• _TASK GOAL_
Please repeat the lines below exactly. Begin with the line containing "Target: cumulus cloud" and go on through the line containing "Target: tiled roof".

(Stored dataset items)
——
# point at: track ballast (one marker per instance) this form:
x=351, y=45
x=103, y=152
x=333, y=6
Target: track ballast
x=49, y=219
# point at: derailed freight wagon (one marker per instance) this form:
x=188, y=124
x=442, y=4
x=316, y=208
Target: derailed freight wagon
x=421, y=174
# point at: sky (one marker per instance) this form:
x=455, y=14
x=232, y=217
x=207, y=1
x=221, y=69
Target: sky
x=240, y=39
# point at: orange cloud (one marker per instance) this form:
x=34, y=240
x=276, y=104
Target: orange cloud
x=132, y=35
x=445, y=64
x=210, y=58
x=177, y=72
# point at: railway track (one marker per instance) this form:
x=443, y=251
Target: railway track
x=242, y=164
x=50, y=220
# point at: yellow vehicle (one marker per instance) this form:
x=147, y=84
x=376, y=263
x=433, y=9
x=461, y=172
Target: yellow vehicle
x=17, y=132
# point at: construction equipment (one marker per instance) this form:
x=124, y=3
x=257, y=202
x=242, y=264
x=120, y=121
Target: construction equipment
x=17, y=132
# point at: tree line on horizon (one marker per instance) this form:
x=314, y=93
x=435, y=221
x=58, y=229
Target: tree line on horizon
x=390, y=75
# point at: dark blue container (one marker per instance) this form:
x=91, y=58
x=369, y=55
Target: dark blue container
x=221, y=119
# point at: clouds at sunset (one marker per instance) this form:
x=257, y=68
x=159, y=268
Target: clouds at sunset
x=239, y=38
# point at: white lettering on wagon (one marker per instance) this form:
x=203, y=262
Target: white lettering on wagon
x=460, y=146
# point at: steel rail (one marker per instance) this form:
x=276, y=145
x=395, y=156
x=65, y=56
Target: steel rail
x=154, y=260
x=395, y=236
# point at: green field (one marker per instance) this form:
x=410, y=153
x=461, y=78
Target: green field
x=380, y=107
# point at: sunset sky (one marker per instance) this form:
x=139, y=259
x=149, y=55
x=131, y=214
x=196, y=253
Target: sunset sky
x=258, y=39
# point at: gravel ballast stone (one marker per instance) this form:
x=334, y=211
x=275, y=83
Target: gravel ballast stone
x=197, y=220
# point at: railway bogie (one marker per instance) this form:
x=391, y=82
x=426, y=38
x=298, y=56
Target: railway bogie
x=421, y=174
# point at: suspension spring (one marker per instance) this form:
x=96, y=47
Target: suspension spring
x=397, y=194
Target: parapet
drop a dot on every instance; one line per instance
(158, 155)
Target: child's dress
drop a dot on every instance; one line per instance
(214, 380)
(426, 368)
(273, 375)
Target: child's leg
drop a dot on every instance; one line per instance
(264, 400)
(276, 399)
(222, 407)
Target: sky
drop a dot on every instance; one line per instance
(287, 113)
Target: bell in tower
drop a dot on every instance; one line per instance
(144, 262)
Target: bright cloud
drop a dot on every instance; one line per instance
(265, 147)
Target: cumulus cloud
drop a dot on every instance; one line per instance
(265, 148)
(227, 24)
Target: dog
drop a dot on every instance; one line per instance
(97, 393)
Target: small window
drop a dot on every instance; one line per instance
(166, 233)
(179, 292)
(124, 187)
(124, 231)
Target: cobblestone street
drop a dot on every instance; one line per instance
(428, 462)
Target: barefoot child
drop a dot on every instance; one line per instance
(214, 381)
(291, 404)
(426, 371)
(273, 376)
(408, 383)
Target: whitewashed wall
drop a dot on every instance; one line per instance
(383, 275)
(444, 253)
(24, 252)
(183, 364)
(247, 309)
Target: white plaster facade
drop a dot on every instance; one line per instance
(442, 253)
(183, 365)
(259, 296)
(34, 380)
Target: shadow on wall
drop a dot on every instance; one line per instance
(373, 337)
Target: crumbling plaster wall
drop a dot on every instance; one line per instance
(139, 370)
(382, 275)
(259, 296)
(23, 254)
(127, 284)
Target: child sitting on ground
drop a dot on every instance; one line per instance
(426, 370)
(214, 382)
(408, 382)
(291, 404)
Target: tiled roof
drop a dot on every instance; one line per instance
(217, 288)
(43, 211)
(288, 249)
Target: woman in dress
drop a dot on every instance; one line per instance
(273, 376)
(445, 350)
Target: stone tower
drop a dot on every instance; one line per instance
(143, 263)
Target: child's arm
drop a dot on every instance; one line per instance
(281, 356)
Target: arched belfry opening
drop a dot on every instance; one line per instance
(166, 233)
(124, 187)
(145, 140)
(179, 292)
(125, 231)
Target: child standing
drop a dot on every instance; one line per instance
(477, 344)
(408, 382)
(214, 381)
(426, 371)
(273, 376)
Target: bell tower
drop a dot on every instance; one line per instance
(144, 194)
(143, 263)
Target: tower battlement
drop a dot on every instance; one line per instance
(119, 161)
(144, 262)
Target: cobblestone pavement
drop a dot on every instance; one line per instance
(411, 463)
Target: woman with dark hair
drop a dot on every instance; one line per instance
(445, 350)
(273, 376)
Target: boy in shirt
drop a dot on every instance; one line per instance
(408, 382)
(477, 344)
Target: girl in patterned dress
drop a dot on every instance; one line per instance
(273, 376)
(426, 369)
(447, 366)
——
• _RESPONSE TO THE EXERCISE_
Target: cumulus cloud
drop a dot on every instance; one line per instance
(265, 148)
(227, 24)
Target: dog
drop a dot on every instance; one line per instance
(97, 393)
Target: small window
drop a dot on every instance; one line per instance
(166, 233)
(179, 292)
(124, 187)
(124, 231)
Target: cobblestone street
drop a dot on every instance; one line per instance
(428, 462)
Target: barefoot child
drop a dot on every instance; one line per instance
(214, 381)
(291, 404)
(426, 371)
(273, 376)
(408, 383)
Target: whitewashed wall
drop a dot on every instance; one line per instance
(383, 275)
(444, 253)
(24, 252)
(183, 364)
(247, 309)
Target: white plaster facade
drop a dot on every instance; one line per instance
(442, 253)
(183, 365)
(259, 296)
(34, 380)
Target: shadow on wall
drop a dot on every instance; one line per instance
(373, 337)
Target: crumbling plaster wall
drop a dot on every instance; one line per instance
(139, 370)
(382, 275)
(259, 296)
(23, 254)
(127, 284)
Target: child sitting on ground
drop a dot on every instance; one line per instance
(426, 370)
(214, 382)
(408, 382)
(291, 404)
Target: tiled roof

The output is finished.